• [Prompt]
Reproduce the entire listing below word for word, from the first line to the last point. Omit the picture.

================================

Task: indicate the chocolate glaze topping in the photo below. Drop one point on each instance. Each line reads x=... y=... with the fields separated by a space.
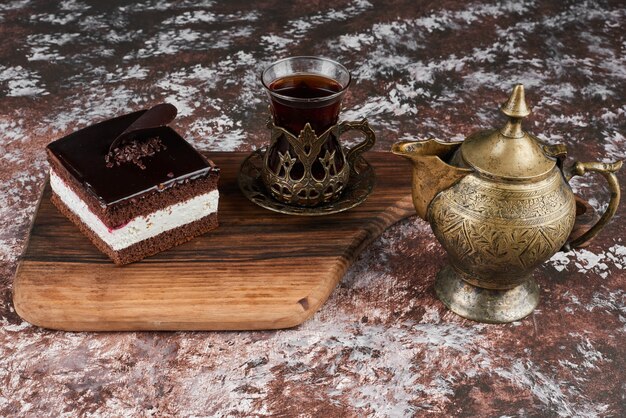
x=83 y=153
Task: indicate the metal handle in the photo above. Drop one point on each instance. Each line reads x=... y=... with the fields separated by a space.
x=357 y=150
x=608 y=172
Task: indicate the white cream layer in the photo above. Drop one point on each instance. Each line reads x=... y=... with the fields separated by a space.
x=141 y=227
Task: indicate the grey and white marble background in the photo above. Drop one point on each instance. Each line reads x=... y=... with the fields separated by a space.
x=382 y=345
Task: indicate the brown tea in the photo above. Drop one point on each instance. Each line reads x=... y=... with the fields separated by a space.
x=306 y=98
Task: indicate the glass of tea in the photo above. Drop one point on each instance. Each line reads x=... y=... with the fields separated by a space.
x=304 y=165
x=306 y=89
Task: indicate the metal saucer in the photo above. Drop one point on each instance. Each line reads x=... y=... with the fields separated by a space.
x=357 y=190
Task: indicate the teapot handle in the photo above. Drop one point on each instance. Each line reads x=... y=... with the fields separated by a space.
x=608 y=172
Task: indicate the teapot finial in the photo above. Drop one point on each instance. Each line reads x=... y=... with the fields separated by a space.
x=516 y=109
x=516 y=106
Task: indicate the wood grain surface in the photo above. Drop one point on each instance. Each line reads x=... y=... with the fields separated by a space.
x=258 y=270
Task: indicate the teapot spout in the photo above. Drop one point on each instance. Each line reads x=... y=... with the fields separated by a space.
x=431 y=171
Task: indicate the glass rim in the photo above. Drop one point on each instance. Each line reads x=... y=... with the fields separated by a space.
x=311 y=99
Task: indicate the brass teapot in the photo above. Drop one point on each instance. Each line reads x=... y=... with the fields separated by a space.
x=500 y=204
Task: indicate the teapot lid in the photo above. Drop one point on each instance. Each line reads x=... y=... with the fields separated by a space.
x=508 y=152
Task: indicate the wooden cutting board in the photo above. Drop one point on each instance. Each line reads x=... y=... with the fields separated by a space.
x=258 y=270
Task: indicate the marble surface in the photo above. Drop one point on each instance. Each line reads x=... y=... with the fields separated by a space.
x=382 y=345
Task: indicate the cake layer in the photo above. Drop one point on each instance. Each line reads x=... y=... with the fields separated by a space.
x=139 y=228
x=122 y=212
x=83 y=153
x=146 y=248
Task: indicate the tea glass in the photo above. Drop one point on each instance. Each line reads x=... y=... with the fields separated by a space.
x=305 y=165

================================

• [Problem solution]
Task: indicate the chocolate glaze topping in the photo below. Drop one point on each instance. Each line reads x=... y=... with the fields separated by a space.
x=83 y=153
Task: indicate the metal handle in the photo above. Drop one point on each instance. Each line reads x=... y=... with the fields separated by a space.
x=357 y=150
x=608 y=172
Task: indicate the white cream layer in the photo above. Drop one point on each instance. Each line reads x=... y=... with the fields separated by a space.
x=141 y=227
Task: indicate the grey and white marble background in the photo above. Drop one point on each instance. Each line reads x=... y=... with the fields separated by a space.
x=382 y=345
Task: indicate the brown tea in the photo above. Drop one point on each instance. Each line reads x=... y=... with the fields separated by a space.
x=306 y=98
Task: indicate the glass of tea in the photo above. Drop one point on each instance. Each line reads x=... y=... with the fields separated by a space.
x=304 y=165
x=306 y=89
Task: indicate the metal saucer in the photo above. Drop one point on each instance. Each line reads x=... y=... with the fields separated by a space.
x=357 y=190
Task: indicate the teapot handle in the photo above. Drop one point on each instance. Each line reads x=... y=... with the fields separated by a space.
x=608 y=172
Task: indicate the teapot finial in the photo above. Drop one point on each instance. Each line reads x=... y=... with the fields separated by a space.
x=516 y=109
x=516 y=106
Task: indicate the wood grain surface in the photo above. Drop one point on each instance. Each line reads x=... y=... with the fields separated by a space.
x=258 y=270
Task: indicate the teapot spout in the photo above. Drop one point on each instance. Each line reads x=... y=... with the fields separated by a space.
x=431 y=171
Task: indicate the glass rim in the photo above. Drop one point on each instance. Each line reads x=... y=... with the fields separated by a space.
x=311 y=99
Task: indicate the brass teapot in the photo above. Drop one point on each instance. Each line reads x=... y=... with the fields separated by a space.
x=500 y=204
Task: indicate the teapot lid in the photo above. Drop one point on each instance. Each line reads x=... y=... with the fields separated by a space.
x=508 y=152
Task: indicate the wooden cutting board in the photo above. Drop one point on each instance. Each line reads x=... y=... with the fields separated by a space.
x=258 y=270
Task: indicate the marble surface in the photo above. Drop one point on each instance. Each line reads x=... y=... with the fields separated by a space.
x=382 y=345
Task: indicate the cake layer in the photo above. Drop one point on each instance. Each line reads x=... y=... with the fields separated by a space.
x=139 y=228
x=122 y=212
x=83 y=153
x=146 y=248
Task: indicate the tea glass in the photo above. Drop one point on each instance. Each line reads x=... y=... with the fields separated by a space.
x=305 y=165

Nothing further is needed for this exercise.